[Задание 1] Сколько человек, согласно интервью об Ираке, погибло в Халабдже от химического оружия и кто составлял большинство погибших?
[Задание 2] Продолжите интервью об Ираке, начав сразу после его последней реплики.

[Статья]
----------------
Кто знает, к каким психологическим допингам прибегнут иракцы. Исход этой войны непредсказуем. Америка утверждает, что она не остановится. Действительно, у нее нет другого выхода. В противном случае начнется падение производства, уровня жизни и доверия к властям. Американцы не любят, когда их доходы падают. А победа в этой войне отодвинет спад в экономике лет на десять. Но это не может долго продолжаться. Ни одна империя в мире не существует вечно. Империи появляются, достигают расцвета и разрушаются.

Это понимают и власть имущие в США. По своей экономической природе те, кто затеял войну, не имеют национальности. Война выгодна транснациональным корпорациям, наднациональным образованиям.

Хуже всего приходится простым людям. Сейчас — иракцам и американским солдатам.

— Ваше представление об Ираке?

— Считаю, что он вполне сравним с Украиной. И по уровню образования, и по уровню жизни.

— Но они выбрали себе недемократическую власть.

— У нас тоже были тираны. И потом, что касается низкого уровня жизни, нужно делать поправку на «телевизионный» эффект. Если все время показывать разруху и развалины, впечатление будет соответствующее. Так же и в Украине. Если показывать только Чернобыльскую зону, умирающие деревни и голодающих шахтеров, мнение о стране будет соответствующее.

— А как же геноцид в Халабдже, где от химического оружия погибли почти 5 тысяч курдов, в основном женщины с детьми? Иракцы не боятся, что при других обстоятельствах это может повториться с любым из них? Или этот факт им неизвестен?

— Известен. Но в соседней Турции погибло (в одно и то же время с событиями в Халабдже) тридцать тысяч курдов. И тридцать тысяч турок. Это была настоящая гражданская война, хотя ее называли «массированная операция по борьбе с терроризмом». Население Халабджи поддержало курдских боевиков, которые захватили Халабджу, на северо-востоке Ирака. Я Хусейна не оправдываю, но для иракцев это был межнациональный конфликт внутри страны на фоне ирано-иракской войны. Примерно такая же ситуация была в России в 1917 году. И многие иракцы акцию Хусейна поддержали. Но все трагедии простых людей превращаются в инструмент большой политики. «Большие люди» живут за счет смертей «маленьких людей».

— Курдский фактор в этой войне будет ощутим?

— Не думаю, что курды будут активно воевать против Хусейна. Их общность слишком неоднородна. Но они дадут это сделать американцам. А там посмотрим.

— Есть мнение, что «всю правду» о войне мы узнаем намного позднее. Неужели от зрителей новостей так много скрывается?
----------------
[Записи из набора для разметки точками]
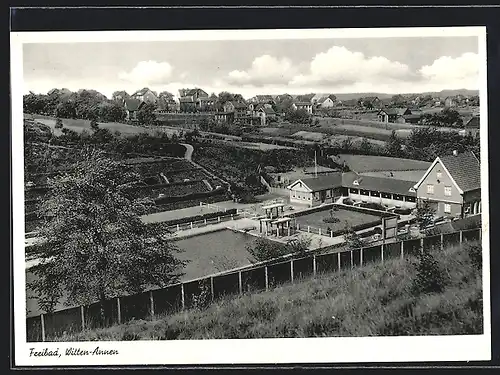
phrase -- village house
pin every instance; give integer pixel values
(194, 100)
(145, 95)
(131, 107)
(452, 185)
(390, 192)
(393, 115)
(307, 106)
(266, 115)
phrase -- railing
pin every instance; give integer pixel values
(262, 276)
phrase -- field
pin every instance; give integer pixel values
(374, 300)
(354, 219)
(79, 125)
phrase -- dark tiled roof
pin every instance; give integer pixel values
(381, 184)
(367, 163)
(465, 170)
(324, 182)
(133, 104)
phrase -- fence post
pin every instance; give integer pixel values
(212, 287)
(42, 322)
(152, 303)
(266, 278)
(82, 316)
(240, 283)
(119, 310)
(182, 296)
(314, 265)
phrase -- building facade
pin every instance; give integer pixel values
(452, 185)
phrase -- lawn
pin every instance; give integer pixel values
(354, 219)
(178, 214)
(79, 125)
(374, 300)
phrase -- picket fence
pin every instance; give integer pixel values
(253, 278)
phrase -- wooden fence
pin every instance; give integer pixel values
(258, 277)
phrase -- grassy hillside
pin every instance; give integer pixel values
(369, 301)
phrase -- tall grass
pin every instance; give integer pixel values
(369, 301)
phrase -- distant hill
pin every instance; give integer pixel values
(441, 94)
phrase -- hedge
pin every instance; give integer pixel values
(210, 215)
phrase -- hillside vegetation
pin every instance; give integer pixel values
(437, 295)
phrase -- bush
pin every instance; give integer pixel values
(373, 206)
(403, 211)
(430, 277)
(475, 253)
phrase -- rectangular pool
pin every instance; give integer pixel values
(207, 254)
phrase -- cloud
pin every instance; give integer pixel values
(458, 72)
(339, 66)
(148, 72)
(264, 70)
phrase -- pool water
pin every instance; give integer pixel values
(207, 254)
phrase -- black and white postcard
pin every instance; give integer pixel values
(250, 196)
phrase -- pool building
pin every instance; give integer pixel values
(391, 192)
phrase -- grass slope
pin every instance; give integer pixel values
(369, 301)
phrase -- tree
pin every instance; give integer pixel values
(430, 277)
(59, 124)
(146, 114)
(351, 238)
(365, 146)
(425, 214)
(94, 125)
(95, 244)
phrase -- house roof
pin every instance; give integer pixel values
(473, 122)
(322, 182)
(368, 163)
(132, 104)
(465, 169)
(381, 184)
(267, 111)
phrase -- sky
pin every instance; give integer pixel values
(249, 67)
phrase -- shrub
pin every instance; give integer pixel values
(475, 255)
(430, 277)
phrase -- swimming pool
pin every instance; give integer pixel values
(207, 254)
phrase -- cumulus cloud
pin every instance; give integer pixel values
(462, 71)
(264, 70)
(340, 66)
(148, 72)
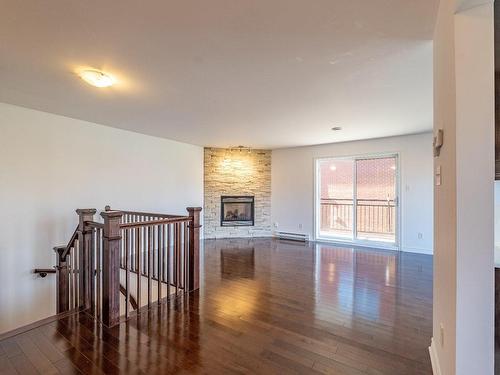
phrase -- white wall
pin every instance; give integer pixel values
(463, 331)
(497, 223)
(51, 165)
(292, 183)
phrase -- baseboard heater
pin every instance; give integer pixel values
(292, 236)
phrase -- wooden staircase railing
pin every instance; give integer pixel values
(129, 260)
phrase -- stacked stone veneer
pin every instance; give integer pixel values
(237, 173)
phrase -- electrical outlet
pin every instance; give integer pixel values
(441, 333)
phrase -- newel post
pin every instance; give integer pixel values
(111, 267)
(62, 280)
(194, 248)
(84, 266)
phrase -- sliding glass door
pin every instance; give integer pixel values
(357, 199)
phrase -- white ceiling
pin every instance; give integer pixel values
(261, 73)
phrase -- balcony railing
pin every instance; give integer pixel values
(372, 216)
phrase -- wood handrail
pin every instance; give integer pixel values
(143, 213)
(178, 219)
(71, 242)
(100, 246)
(94, 224)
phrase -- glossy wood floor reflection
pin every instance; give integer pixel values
(265, 307)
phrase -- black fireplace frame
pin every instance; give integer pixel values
(237, 223)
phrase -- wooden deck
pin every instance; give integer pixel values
(264, 307)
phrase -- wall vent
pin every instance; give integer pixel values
(292, 236)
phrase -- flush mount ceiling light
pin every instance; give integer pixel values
(96, 78)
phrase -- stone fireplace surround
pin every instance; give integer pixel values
(237, 173)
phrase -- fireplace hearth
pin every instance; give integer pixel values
(237, 211)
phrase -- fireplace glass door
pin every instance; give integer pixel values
(237, 211)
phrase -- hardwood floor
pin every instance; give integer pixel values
(264, 307)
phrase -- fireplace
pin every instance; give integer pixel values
(237, 211)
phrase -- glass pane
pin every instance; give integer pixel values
(336, 198)
(376, 193)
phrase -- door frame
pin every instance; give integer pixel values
(364, 243)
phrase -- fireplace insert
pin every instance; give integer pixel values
(237, 211)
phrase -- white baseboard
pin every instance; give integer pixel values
(436, 370)
(417, 250)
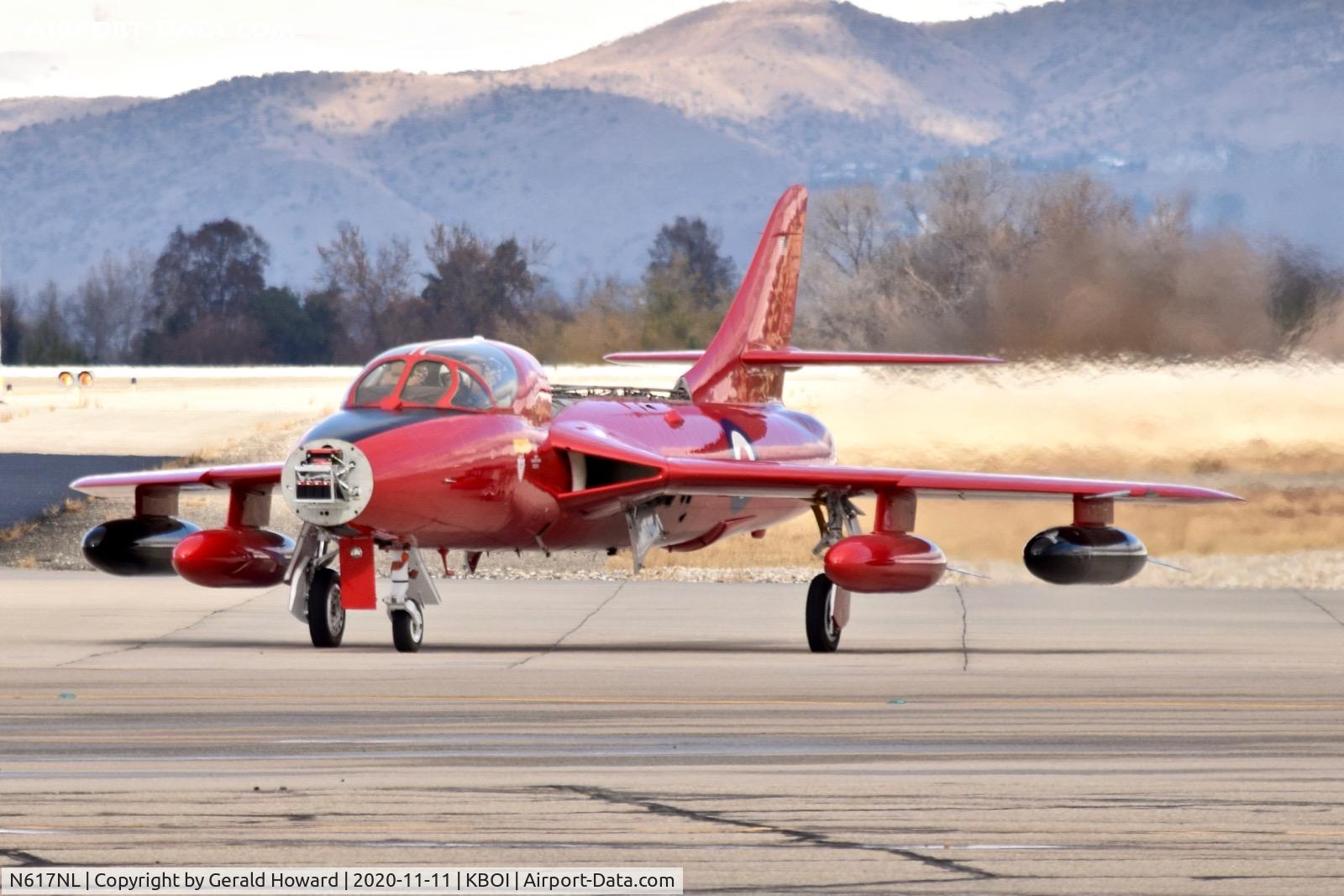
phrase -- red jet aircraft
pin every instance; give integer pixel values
(465, 445)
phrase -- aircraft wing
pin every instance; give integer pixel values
(813, 481)
(124, 485)
(746, 479)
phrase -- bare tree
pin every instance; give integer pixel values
(371, 285)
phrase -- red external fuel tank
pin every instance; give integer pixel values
(233, 558)
(885, 563)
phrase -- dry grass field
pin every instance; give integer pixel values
(1270, 432)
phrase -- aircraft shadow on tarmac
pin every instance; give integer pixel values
(632, 647)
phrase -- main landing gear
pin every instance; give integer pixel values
(407, 627)
(827, 613)
(828, 605)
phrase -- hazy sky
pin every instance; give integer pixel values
(161, 47)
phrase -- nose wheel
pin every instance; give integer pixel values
(407, 627)
(823, 616)
(326, 614)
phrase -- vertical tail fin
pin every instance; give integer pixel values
(761, 315)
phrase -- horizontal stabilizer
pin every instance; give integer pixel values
(652, 358)
(800, 358)
(803, 358)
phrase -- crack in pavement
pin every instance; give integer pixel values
(965, 654)
(168, 634)
(561, 640)
(1320, 606)
(804, 837)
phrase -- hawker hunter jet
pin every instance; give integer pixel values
(465, 445)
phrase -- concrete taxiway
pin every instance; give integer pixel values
(991, 741)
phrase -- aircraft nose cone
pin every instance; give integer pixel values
(327, 481)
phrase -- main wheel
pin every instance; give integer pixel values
(823, 631)
(409, 627)
(326, 614)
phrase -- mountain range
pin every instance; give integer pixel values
(711, 113)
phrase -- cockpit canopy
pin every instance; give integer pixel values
(465, 375)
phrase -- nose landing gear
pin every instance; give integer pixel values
(316, 591)
(326, 614)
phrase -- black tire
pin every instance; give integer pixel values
(823, 634)
(326, 616)
(407, 634)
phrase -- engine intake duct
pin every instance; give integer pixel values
(139, 546)
(1085, 555)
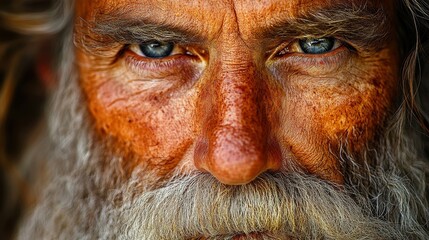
----------------
[Ответ 1] Почти 5 тысяч курдов, в основном женщины с детьми.

[Ответ 2]
— Любой журналист в зоне конфликта рискует стать орудием пропаганды, потому что, находясь на войне, он видит только саму войну. А о ее истинных механизмах он может только догадываться. В любом случае, телевидение ориентируется на зрительские интересы. И репортер делает акцент не на аналитические моменты, а на текущие события: увлекается картинкой и горячими фактами. Следствием, а не причиной, скрытой правдой. Зачастую глубинные причины зрителю не очень-то интересны. Чем дальше, тем больше военные репортажи становятся похожи на опасное гладиаторское шоу. Но, понимая это, я в нем тоже участвую. Хотя у меня есть возможность работать и в другом формате. И если уж не давать ответы, то хотя бы задаваться вопросами. Может, правду мы не узнаем, но задуматься над ней — наше право.

— Из 5,5 тысяч лет своей летописной истории люди только 292 года жили в мире...

— Больше — 314.

— Теперь выяснилось, что и ООН не является сдерживающим фактором. Человечество деградирует? И способны ли мы вообще жить мирно?

— Мы сделали много программ за это время. Но наиболее ценная для меня — о захвате Церкви Рождества Христова в Иерусалиме в Рамалле. Вне контекста оказалось то, что люди воевали в одной из первых христианских церквей. Возможно, в самой первой и самой главной церкви на Земле. Этот момент никто не заметил. И, перейдя этот рубикон, человечество, думаю, уже не остановится.

А воевать земляне перестанут, когда избавятся от двух главных пороков — от жадности и трусости. Но я в это не слишком верю.

Беседовала Катерина ДЯДЮН, «День»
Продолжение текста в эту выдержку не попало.